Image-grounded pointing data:
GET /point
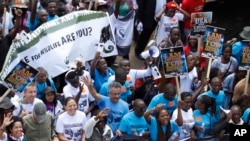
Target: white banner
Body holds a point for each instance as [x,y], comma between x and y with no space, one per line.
[55,44]
[124,27]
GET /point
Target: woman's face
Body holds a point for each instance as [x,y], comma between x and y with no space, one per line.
[71,107]
[41,77]
[17,129]
[200,106]
[187,103]
[164,117]
[50,96]
[227,53]
[193,42]
[101,124]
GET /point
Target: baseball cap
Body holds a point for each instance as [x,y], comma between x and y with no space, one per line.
[48,89]
[40,111]
[6,104]
[78,59]
[171,5]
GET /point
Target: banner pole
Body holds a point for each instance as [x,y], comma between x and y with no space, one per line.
[247,80]
[5,94]
[178,88]
[208,71]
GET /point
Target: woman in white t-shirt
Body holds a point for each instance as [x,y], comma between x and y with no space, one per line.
[184,118]
[168,18]
[70,124]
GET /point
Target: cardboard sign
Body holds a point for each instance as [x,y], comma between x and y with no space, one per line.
[21,75]
[173,61]
[214,39]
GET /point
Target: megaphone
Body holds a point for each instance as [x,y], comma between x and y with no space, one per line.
[153,51]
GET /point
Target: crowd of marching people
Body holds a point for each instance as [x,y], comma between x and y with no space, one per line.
[103,102]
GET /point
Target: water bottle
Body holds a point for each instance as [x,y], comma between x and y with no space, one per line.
[202,133]
[174,135]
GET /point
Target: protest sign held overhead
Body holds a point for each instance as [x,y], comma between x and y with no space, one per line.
[20,3]
[245,59]
[199,21]
[55,44]
[214,39]
[173,61]
[20,75]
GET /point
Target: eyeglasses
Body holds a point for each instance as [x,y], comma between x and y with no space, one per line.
[101,121]
[142,109]
[115,94]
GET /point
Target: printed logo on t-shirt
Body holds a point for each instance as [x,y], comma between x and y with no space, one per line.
[171,104]
[198,118]
[123,89]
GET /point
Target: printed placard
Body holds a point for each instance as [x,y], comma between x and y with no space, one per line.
[214,39]
[173,61]
[199,20]
[245,59]
[21,75]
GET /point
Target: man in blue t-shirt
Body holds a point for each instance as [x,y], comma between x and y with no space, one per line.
[168,98]
[120,76]
[217,94]
[134,123]
[117,107]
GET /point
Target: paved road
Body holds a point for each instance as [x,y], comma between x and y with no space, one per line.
[232,15]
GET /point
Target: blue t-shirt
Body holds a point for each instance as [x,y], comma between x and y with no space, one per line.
[219,99]
[125,91]
[246,116]
[153,130]
[170,106]
[133,125]
[116,111]
[206,119]
[40,87]
[99,79]
[237,49]
[33,26]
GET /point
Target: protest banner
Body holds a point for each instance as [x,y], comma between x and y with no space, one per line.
[21,75]
[199,20]
[20,3]
[173,61]
[55,44]
[245,59]
[214,39]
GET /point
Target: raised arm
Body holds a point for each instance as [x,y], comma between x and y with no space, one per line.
[93,63]
[92,90]
[33,12]
[13,32]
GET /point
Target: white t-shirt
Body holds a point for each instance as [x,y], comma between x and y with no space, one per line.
[86,97]
[188,123]
[71,126]
[165,24]
[20,105]
[186,81]
[133,75]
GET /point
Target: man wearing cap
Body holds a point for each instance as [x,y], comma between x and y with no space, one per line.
[79,67]
[25,105]
[5,107]
[38,126]
[237,48]
[168,18]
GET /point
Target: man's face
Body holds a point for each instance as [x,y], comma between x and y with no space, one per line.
[52,9]
[169,94]
[114,94]
[30,93]
[43,16]
[216,86]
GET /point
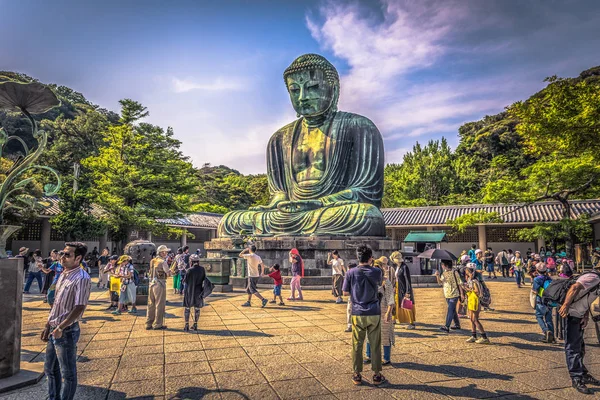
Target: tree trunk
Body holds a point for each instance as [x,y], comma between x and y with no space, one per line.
[76,170]
[570,242]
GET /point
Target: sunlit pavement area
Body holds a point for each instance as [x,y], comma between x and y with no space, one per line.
[300,351]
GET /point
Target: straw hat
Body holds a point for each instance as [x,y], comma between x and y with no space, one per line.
[162,248]
[397,257]
[123,259]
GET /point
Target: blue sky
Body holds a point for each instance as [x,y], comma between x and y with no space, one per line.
[213,69]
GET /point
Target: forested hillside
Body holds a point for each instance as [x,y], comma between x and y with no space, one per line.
[543,148]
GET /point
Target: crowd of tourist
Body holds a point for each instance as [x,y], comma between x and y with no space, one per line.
[379,295]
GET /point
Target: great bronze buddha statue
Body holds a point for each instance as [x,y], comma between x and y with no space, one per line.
[325,170]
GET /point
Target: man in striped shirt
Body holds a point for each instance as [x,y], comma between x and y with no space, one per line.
[71,299]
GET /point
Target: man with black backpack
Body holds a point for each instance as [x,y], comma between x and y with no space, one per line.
[543,313]
[502,259]
[362,284]
[576,310]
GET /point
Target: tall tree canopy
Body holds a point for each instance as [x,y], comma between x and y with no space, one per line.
[429,175]
[140,174]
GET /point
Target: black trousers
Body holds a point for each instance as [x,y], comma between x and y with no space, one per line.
[574,347]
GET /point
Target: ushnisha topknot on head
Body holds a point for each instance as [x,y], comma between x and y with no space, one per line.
[307,62]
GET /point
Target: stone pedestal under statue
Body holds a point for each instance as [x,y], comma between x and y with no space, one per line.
[11,298]
[313,251]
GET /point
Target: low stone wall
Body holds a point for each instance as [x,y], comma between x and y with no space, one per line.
[313,251]
[321,282]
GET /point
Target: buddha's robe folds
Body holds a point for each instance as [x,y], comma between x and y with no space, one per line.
[349,184]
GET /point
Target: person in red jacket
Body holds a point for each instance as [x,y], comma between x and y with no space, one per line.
[278,283]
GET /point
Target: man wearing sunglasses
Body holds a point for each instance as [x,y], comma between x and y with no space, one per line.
[71,298]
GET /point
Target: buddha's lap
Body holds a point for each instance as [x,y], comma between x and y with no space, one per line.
[343,217]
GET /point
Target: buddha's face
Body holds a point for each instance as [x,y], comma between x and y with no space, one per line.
[310,92]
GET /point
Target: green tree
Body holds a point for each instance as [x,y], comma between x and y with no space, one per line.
[140,175]
[429,175]
[560,126]
[229,190]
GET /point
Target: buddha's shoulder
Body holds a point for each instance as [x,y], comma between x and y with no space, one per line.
[355,119]
[285,130]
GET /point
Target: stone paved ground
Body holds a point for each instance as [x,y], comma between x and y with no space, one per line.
[301,351]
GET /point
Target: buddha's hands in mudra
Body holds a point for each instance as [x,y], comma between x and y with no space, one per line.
[299,206]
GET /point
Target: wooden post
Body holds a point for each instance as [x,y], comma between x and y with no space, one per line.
[482,236]
[103,241]
[45,237]
[183,240]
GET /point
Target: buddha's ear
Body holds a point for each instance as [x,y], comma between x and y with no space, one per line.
[334,100]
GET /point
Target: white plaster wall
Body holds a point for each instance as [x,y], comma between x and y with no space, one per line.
[54,244]
[522,247]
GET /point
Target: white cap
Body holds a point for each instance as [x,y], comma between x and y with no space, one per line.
[162,248]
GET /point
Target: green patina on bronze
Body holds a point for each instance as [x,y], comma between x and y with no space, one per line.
[325,169]
[28,98]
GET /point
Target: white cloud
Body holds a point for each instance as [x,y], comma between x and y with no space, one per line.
[381,52]
[217,85]
[396,156]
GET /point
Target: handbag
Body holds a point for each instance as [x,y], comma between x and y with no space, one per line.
[45,336]
[406,304]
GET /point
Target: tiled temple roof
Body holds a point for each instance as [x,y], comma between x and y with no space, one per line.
[548,211]
[196,220]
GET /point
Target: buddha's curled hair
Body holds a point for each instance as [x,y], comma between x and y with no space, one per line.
[307,62]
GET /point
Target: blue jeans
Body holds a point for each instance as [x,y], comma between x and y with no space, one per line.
[451,314]
[518,277]
[574,347]
[61,363]
[544,316]
[30,277]
[387,352]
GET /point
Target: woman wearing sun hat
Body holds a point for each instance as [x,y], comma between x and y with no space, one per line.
[124,272]
[404,290]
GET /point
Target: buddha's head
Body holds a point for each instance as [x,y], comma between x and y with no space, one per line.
[313,84]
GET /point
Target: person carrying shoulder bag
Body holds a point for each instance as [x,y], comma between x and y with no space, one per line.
[450,281]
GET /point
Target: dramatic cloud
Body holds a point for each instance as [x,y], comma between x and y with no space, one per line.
[386,52]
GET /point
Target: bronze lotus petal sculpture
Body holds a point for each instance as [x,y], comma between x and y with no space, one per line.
[34,97]
[28,98]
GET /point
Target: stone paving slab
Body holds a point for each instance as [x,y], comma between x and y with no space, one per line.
[301,351]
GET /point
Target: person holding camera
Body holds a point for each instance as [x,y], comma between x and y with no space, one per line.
[576,311]
[157,292]
[338,270]
[62,329]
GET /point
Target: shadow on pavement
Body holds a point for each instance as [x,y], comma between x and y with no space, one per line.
[225,332]
[471,391]
[452,371]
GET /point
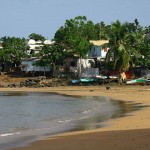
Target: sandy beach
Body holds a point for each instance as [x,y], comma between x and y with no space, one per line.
[131,132]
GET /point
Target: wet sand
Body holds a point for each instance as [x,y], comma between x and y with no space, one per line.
[127,133]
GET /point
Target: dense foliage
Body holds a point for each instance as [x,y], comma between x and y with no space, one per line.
[129,43]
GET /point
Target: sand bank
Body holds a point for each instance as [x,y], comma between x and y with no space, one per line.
[130,132]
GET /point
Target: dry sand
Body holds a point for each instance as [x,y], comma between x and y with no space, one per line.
[127,133]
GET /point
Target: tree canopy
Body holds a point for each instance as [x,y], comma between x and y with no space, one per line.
[75,35]
[37,37]
[13,48]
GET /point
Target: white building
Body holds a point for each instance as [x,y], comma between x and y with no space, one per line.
[28,65]
[36,46]
[97,51]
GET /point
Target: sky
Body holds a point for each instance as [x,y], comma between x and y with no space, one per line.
[20,18]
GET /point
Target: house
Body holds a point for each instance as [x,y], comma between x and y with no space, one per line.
[27,65]
[36,46]
[97,52]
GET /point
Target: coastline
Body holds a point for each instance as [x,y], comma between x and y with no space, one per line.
[137,123]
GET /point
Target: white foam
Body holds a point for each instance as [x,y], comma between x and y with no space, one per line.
[8,134]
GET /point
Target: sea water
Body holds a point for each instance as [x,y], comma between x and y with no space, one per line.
[27,116]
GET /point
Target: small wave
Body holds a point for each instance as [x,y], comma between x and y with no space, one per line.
[61,121]
[8,134]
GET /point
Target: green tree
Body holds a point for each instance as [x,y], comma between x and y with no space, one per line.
[75,36]
[52,56]
[124,44]
[14,49]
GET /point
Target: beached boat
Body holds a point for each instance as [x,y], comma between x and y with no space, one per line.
[137,81]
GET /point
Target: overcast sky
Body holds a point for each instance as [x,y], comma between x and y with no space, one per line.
[20,18]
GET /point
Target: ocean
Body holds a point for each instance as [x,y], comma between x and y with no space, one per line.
[27,116]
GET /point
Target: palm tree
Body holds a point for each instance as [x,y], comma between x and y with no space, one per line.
[123,45]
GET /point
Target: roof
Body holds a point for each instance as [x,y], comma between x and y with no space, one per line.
[99,42]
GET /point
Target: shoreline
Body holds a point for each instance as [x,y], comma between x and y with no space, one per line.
[134,123]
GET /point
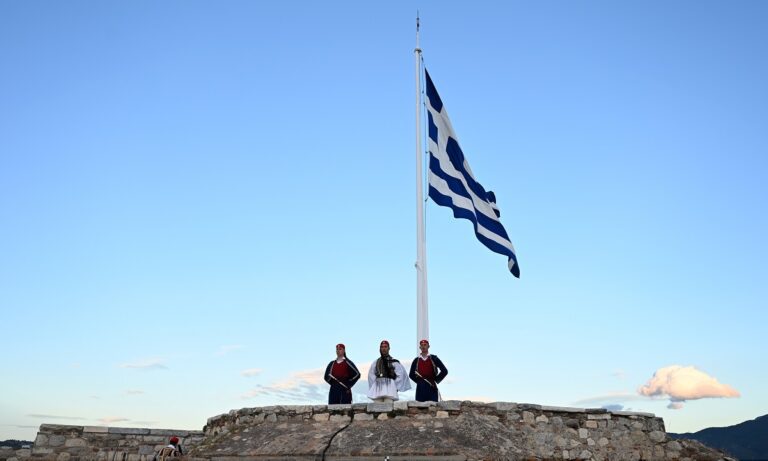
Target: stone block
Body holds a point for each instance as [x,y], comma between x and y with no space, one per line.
[504,406]
[674,446]
[528,406]
[562,409]
[127,431]
[56,440]
[40,441]
[95,429]
[75,443]
[414,404]
[633,413]
[303,409]
[450,405]
[343,407]
[528,417]
[379,407]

Your task: Please say how many lines in the records above contain the string "wall", giving no other words.

Output for this exercise: 2